> [TASK DESCRIPTION]
Repeat verbatim, and only, the lines of the data below, beginning at the line that contains "135L363 125L360 144L381" and stopping after the line that contains "119L162 82L45 89L44".

> [INFORMATION PROVIDED]
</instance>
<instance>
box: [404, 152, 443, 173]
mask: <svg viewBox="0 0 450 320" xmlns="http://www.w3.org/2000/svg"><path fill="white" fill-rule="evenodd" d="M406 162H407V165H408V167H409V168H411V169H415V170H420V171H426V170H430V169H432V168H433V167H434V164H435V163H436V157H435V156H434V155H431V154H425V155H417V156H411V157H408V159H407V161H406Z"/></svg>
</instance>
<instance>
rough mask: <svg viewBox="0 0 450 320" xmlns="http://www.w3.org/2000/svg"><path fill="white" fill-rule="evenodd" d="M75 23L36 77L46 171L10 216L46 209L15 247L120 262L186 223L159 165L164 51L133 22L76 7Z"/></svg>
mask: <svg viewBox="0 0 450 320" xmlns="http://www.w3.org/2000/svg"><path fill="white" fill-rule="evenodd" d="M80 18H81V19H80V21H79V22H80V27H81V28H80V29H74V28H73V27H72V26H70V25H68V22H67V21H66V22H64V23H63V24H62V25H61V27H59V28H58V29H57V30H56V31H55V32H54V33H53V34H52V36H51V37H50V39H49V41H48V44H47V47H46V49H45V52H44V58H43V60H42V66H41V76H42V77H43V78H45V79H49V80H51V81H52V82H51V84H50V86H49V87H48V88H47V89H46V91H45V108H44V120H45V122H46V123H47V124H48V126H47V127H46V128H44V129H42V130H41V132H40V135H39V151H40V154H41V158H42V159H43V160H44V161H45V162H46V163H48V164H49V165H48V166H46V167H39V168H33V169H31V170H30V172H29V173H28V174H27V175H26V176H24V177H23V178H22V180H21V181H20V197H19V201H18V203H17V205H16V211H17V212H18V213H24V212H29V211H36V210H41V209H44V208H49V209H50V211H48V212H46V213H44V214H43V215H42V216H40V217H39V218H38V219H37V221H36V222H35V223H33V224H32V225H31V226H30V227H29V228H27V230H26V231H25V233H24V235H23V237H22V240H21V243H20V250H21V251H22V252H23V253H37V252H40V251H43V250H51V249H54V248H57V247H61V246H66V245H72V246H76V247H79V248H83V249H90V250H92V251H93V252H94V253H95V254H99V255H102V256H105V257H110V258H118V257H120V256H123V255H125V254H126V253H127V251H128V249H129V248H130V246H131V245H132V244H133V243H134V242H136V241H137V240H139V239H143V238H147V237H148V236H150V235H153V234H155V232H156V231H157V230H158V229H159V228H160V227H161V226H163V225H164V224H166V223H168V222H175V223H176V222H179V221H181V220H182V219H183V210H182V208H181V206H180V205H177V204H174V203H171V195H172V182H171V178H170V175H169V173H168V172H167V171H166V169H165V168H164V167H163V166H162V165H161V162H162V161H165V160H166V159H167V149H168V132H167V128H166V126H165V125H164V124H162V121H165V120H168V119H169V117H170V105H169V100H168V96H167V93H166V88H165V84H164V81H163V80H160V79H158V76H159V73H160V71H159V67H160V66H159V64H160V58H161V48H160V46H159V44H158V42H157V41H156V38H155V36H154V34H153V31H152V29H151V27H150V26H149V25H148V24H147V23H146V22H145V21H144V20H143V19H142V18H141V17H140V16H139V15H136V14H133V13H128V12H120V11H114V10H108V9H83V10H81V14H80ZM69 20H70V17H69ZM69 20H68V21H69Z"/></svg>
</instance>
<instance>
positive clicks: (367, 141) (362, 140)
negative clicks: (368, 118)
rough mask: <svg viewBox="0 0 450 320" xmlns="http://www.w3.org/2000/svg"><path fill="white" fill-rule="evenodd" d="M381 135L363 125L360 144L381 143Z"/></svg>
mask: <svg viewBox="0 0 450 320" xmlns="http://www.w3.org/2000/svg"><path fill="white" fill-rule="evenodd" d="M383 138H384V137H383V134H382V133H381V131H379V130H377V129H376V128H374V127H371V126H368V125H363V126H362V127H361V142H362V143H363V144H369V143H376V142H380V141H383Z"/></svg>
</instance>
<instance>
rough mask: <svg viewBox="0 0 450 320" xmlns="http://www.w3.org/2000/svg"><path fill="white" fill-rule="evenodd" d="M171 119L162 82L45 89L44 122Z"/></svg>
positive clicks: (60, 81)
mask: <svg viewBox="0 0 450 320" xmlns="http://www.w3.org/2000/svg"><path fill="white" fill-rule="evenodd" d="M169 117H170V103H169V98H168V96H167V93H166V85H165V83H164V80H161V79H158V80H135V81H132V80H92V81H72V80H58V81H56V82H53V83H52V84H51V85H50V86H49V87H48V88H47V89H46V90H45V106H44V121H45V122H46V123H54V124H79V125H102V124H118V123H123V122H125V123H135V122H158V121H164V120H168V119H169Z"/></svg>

--

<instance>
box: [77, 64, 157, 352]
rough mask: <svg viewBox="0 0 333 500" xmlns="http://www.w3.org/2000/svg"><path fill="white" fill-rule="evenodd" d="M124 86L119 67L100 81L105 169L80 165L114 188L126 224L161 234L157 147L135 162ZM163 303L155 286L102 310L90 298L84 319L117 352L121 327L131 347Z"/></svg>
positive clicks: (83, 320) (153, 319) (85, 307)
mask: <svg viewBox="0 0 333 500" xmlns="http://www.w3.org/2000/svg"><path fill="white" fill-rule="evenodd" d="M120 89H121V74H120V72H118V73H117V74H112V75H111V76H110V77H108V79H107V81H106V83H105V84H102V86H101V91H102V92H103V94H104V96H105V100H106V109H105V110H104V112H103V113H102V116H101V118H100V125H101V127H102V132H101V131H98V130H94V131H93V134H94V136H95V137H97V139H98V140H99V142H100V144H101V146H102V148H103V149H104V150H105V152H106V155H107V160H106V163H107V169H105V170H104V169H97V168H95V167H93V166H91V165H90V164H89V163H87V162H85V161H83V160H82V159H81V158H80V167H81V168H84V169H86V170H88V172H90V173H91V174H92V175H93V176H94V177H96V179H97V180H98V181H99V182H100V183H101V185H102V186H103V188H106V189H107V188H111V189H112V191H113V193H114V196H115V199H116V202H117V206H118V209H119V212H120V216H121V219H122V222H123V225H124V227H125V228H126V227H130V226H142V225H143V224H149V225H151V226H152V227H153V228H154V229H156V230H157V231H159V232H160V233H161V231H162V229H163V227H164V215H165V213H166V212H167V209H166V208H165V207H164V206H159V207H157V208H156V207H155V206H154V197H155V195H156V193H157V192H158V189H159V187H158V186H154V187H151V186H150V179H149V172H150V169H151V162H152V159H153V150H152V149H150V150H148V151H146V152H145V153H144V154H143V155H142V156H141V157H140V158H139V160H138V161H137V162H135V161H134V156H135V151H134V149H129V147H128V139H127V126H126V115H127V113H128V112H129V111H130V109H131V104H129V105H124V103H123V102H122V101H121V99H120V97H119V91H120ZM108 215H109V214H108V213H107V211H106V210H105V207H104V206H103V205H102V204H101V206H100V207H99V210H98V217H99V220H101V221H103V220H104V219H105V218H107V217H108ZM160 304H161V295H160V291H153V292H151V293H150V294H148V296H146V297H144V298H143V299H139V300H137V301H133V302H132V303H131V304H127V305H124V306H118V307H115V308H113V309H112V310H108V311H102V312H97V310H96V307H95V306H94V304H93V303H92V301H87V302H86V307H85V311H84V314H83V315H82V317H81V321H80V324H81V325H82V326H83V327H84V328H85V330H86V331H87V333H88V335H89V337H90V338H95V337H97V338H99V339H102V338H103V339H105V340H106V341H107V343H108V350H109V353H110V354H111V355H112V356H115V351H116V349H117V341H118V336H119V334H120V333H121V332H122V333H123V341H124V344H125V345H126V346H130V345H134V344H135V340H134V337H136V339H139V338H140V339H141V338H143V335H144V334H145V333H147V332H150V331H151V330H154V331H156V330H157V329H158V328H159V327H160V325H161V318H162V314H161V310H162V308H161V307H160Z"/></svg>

* * *

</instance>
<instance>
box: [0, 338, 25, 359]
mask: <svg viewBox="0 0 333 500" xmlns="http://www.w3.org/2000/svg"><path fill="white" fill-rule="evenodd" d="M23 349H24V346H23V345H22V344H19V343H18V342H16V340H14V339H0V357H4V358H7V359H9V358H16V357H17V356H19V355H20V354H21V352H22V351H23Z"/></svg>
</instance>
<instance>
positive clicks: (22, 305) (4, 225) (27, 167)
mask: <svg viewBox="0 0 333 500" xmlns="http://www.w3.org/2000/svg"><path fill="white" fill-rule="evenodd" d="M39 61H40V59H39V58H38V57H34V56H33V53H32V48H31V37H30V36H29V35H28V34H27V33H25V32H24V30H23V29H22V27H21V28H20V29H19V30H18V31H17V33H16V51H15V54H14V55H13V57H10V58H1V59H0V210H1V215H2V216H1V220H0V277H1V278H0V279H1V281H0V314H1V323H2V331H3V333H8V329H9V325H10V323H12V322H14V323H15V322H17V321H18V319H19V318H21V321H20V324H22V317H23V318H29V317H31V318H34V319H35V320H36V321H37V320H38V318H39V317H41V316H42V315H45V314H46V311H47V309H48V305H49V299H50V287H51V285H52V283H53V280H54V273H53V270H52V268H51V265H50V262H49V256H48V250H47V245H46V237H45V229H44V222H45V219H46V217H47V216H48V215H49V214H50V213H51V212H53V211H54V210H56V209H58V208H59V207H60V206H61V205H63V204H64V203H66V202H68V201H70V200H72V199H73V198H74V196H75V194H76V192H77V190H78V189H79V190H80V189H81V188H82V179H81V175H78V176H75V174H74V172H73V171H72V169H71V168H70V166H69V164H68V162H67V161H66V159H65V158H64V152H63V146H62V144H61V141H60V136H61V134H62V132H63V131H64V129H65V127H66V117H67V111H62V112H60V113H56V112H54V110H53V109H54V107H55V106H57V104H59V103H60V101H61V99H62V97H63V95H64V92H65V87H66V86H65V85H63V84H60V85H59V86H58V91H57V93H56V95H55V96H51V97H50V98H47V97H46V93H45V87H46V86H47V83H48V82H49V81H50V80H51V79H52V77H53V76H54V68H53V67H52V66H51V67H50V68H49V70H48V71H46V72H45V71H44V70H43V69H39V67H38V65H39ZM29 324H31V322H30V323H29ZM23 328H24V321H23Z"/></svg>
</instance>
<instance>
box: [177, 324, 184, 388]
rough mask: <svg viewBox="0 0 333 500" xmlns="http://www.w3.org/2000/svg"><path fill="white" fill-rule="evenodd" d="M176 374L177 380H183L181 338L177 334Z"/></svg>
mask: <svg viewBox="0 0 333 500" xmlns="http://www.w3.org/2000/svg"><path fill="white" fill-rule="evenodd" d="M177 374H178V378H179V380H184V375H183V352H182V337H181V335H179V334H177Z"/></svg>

> [EXPECTED ANSWER]
rough mask: <svg viewBox="0 0 450 320" xmlns="http://www.w3.org/2000/svg"><path fill="white" fill-rule="evenodd" d="M381 135L363 125L360 144L381 143Z"/></svg>
mask: <svg viewBox="0 0 450 320" xmlns="http://www.w3.org/2000/svg"><path fill="white" fill-rule="evenodd" d="M383 138H384V137H383V134H382V133H381V131H379V130H377V129H376V128H374V127H371V126H368V125H363V126H362V127H361V142H362V143H363V144H369V143H376V142H380V141H383Z"/></svg>
</instance>
<instance>
rough mask: <svg viewBox="0 0 450 320" xmlns="http://www.w3.org/2000/svg"><path fill="white" fill-rule="evenodd" d="M171 119L162 82L45 89L44 122Z"/></svg>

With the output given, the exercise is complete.